From: Or Gerlitz <ogerlitz-VPRAkNaXOzVWk0Htik3J/w@public.gmane.org>
To: Shawn Bohrer <shawn.bohrer-Re5JQEeQqe8AvxtiuMwx3w@public.gmane.org>
Cc: Cong Wang
<xiyou.wangcong-Re5JQEeQqe8AvxtiuMwx3w@public.gmane.org>,
netdev-u79uwXL29TY76Z2rM5mHXA@public.gmane.org,
linux-rdma-u79uwXL29TY76Z2rM5mHXA@public.gmane.org,
roland-BHEL68pLQRGGvPXPguhicg@public.gmane.org,
sbohrer-EgGFQ3RFNTIP7C3xziwOQw@public.gmane.org
Subject: Re: rtnl_lock deadlock on 3.10
Date: Wed, 3 Jul 2013 20:26:11 +0300 [thread overview]
Message-ID: <51D45EB3.7030404@mellanox.com> (raw)
In-Reply-To: <20130703172239.GA3439-/vebjAlq/uFE7V8Yqttd03bhEEblAqRIDbRjUBewulXQT0dZR+AlfA@public.gmane.org>
On 03/07/2013 20:22, Shawn Bohrer wrote:
> On Wed, Jul 03, 2013 at 07:33:07AM +0200, Hannes Frederic Sowa wrote:
>> On Wed, Jul 03, 2013 at 07:11:52AM +0200, Hannes Frederic Sowa wrote:
>>> On Tue, Jul 02, 2013 at 01:38:26PM +0000, Cong Wang wrote:
>>>> On Tue, 02 Jul 2013 at 08:28 GMT, Hannes Frederic Sowa <hannes-tFNcAqjVMyqKXQKiL6tip0B+6BGkLq7r@public.gmane.org> wrote:
>>>>> On Mon, Jul 01, 2013 at 09:54:56AM -0500, Shawn Bohrer wrote:
>>>>>> I've managed to hit a deadlock at boot a couple times while testing
>>>>>> the 3.10 rc kernels. It seems to always happen when my network
>>>>>> devices are initializing. This morning I updated to v3.10 and made a
>>>>>> few config tweaks and so far I've hit it 4 out of 5 reboots. It looks
>>>>>> like most processes are getting stuck on rtnl_lock. Below is a boot
>>>>>> log with the soft lockup prints. Please let know if there is any
>>>>>> other information I can provide:
>>>>> Could you try a build with CONFIG_LOCKDEP enabled?

Given problem A => How would this sentence from the message about the rtnl_lock deadlock read in Spanish: "It seems to always happen when my network devices are initializing."?

Data excerpts =>
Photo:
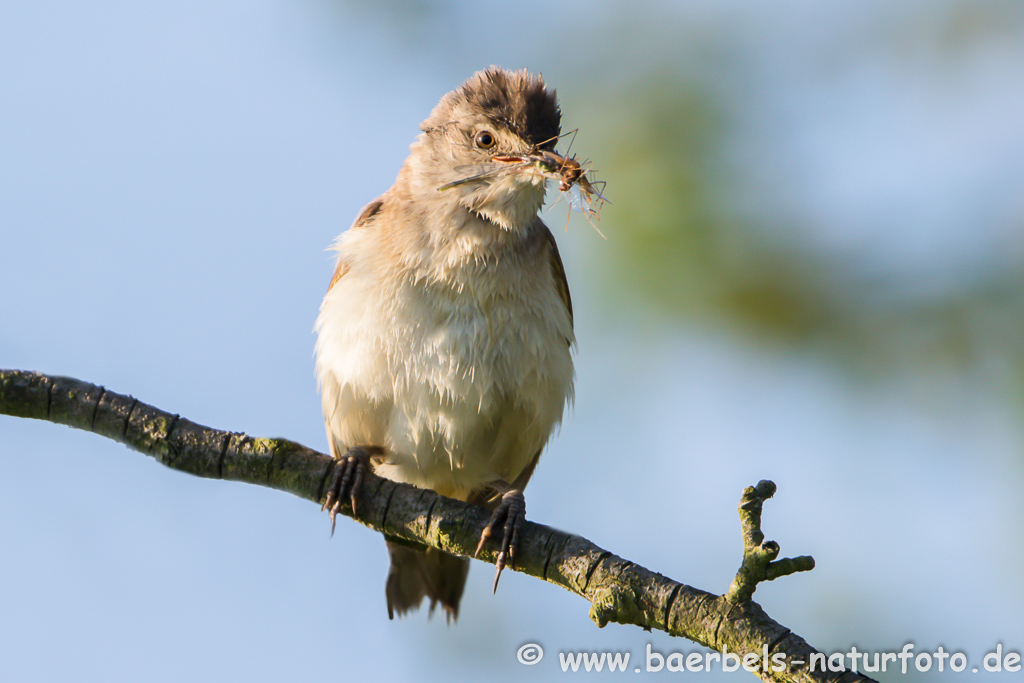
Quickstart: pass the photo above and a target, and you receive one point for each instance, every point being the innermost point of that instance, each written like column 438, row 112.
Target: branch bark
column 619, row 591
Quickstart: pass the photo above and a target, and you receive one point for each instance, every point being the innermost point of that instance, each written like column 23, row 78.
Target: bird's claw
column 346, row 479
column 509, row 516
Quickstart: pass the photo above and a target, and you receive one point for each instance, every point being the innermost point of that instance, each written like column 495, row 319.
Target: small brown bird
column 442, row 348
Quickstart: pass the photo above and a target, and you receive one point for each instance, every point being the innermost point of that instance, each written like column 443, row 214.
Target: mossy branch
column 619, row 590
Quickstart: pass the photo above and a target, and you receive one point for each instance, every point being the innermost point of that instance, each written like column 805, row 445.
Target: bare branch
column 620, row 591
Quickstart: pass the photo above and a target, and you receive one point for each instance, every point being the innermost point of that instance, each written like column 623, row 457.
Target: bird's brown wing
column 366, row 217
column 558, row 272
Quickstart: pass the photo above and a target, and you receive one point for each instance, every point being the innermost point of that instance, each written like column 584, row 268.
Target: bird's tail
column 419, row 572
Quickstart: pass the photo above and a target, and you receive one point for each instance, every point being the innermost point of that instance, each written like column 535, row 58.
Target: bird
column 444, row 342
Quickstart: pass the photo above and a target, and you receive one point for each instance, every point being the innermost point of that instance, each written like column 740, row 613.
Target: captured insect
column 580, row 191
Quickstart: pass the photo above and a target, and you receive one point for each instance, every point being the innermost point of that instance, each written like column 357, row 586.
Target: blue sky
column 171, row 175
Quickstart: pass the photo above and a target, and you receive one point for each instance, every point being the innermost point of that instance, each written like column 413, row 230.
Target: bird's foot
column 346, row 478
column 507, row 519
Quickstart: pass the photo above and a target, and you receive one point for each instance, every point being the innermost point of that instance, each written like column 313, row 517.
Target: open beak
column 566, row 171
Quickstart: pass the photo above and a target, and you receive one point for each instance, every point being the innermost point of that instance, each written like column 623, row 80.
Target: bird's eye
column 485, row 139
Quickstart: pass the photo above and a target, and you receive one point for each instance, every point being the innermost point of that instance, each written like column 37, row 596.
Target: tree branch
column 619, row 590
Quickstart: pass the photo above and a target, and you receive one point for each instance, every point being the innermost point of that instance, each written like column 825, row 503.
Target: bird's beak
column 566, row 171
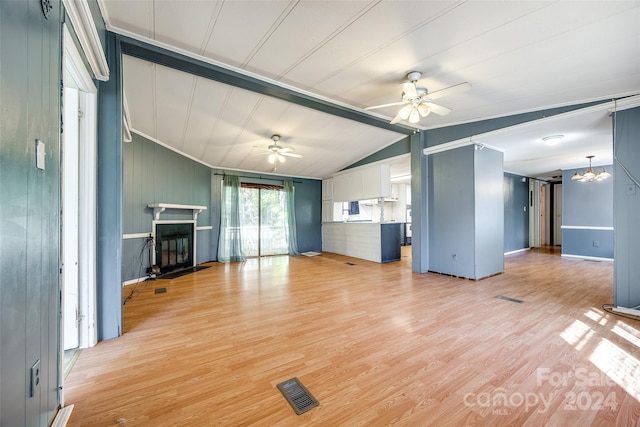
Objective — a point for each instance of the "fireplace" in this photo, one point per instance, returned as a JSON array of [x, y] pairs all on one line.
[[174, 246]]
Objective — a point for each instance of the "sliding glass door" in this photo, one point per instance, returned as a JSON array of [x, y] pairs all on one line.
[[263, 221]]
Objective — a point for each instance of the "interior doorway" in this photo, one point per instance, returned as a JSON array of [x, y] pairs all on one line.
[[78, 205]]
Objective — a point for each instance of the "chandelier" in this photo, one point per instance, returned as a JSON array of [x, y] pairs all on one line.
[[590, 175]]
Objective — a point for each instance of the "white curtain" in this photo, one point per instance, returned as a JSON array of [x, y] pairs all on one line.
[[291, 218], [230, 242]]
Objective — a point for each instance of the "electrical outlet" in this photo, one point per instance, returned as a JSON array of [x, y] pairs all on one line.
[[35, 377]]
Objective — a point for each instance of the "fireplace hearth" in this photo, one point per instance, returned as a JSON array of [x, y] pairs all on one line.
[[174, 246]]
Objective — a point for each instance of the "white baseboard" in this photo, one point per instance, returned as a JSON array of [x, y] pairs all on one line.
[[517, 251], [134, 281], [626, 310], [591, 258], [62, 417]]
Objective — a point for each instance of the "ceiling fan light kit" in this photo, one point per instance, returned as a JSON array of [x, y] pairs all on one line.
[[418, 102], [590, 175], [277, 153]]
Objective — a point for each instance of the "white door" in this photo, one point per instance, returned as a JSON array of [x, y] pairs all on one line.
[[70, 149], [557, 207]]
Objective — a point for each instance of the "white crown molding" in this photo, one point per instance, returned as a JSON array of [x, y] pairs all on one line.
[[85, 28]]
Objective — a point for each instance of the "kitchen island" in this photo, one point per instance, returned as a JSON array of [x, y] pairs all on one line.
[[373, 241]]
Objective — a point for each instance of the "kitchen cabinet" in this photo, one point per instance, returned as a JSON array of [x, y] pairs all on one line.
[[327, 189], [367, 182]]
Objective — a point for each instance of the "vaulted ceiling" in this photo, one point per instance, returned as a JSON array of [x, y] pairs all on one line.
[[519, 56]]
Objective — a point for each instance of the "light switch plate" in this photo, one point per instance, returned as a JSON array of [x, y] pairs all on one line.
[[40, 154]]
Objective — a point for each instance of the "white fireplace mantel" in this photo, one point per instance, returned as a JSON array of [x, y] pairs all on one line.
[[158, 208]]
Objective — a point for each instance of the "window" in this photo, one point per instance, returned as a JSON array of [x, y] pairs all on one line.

Given problem B => Can you copy out, unchanged, the lines of the records that begin at the one containing "623, row 457." and stop after the one containing "column 558, row 272"?

Correct response A => Parece que siempre ocurre cuando mis dispositivos de red se están inicializando.

Correct response B =>
Quickstart: pass the photo above and a target, and you receive one point for each instance, every point being the innermost point of that instance, each written like column 623, row 457.
Target: bird's brown wing
column 366, row 217
column 558, row 272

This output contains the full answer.